*Description of the task*:
From the line with "Each instance of the door frame" to the final line of the records, reproduce every line exactly and only those lines.

*Items*:
####
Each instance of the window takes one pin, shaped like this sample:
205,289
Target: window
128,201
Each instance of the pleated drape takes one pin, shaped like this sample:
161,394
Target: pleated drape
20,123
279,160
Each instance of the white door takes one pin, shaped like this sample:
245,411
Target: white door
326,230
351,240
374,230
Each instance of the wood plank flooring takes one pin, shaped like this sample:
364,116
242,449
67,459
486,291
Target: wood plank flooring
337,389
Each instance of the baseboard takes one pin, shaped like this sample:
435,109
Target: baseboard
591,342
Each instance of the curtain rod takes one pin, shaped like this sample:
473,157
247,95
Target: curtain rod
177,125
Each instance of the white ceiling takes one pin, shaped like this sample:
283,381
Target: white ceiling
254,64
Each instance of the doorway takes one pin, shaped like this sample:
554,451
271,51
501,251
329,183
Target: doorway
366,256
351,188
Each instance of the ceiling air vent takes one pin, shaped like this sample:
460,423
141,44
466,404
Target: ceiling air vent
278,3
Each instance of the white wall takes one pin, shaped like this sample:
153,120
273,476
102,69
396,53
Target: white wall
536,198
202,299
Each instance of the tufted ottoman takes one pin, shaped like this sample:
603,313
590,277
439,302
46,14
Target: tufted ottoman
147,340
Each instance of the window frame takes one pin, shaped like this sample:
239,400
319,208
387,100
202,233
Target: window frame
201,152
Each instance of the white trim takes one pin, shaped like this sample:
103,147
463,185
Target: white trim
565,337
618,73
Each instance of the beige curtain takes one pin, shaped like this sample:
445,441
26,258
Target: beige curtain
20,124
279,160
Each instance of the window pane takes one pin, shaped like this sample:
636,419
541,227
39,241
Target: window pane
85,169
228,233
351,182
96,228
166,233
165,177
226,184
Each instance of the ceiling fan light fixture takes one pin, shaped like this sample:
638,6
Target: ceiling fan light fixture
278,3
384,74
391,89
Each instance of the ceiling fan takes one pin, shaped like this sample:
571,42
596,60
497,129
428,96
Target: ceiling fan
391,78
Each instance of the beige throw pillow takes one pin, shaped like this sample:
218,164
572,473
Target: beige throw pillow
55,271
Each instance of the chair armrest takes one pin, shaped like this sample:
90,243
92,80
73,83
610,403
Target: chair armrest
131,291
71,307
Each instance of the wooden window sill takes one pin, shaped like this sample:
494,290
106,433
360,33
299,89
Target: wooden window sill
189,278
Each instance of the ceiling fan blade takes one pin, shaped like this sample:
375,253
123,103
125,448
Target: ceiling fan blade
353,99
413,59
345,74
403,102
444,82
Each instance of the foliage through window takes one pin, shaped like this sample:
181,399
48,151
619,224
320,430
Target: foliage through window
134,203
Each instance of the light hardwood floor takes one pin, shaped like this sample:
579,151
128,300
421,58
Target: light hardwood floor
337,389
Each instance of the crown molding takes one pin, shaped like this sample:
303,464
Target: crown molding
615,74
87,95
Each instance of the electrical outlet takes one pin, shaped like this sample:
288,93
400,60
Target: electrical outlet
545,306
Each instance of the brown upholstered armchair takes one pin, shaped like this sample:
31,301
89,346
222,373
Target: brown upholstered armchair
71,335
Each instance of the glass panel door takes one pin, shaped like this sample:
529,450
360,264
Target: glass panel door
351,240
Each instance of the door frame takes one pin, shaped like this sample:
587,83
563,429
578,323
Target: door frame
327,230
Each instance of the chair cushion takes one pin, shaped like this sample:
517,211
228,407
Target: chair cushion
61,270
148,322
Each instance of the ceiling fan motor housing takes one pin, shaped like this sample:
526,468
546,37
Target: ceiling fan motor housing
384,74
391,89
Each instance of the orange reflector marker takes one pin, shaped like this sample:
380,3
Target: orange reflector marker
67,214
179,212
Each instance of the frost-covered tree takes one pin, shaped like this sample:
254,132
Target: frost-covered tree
####
*In response*:
Each instance of the door frame takes one pin, shaped like this sample:
587,83
563,429
578,323
Target: door frame
327,230
Each instance of the chair cushion takes one pin, shaped like this sample:
517,211
228,407
Target: chair cushion
61,270
148,322
Each instance of the ceiling fan motor housing takes one pin, shaped like this sample:
526,468
546,37
Target: ceiling fan motor housing
384,74
391,89
Each instance of the orange reflector marker takes one pin, shaped like this sample:
380,3
Target: orange reflector marker
67,214
179,212
Each instance of the frost-covered tree takes one pin, shaped like this sample:
254,132
Target: frost-covered tree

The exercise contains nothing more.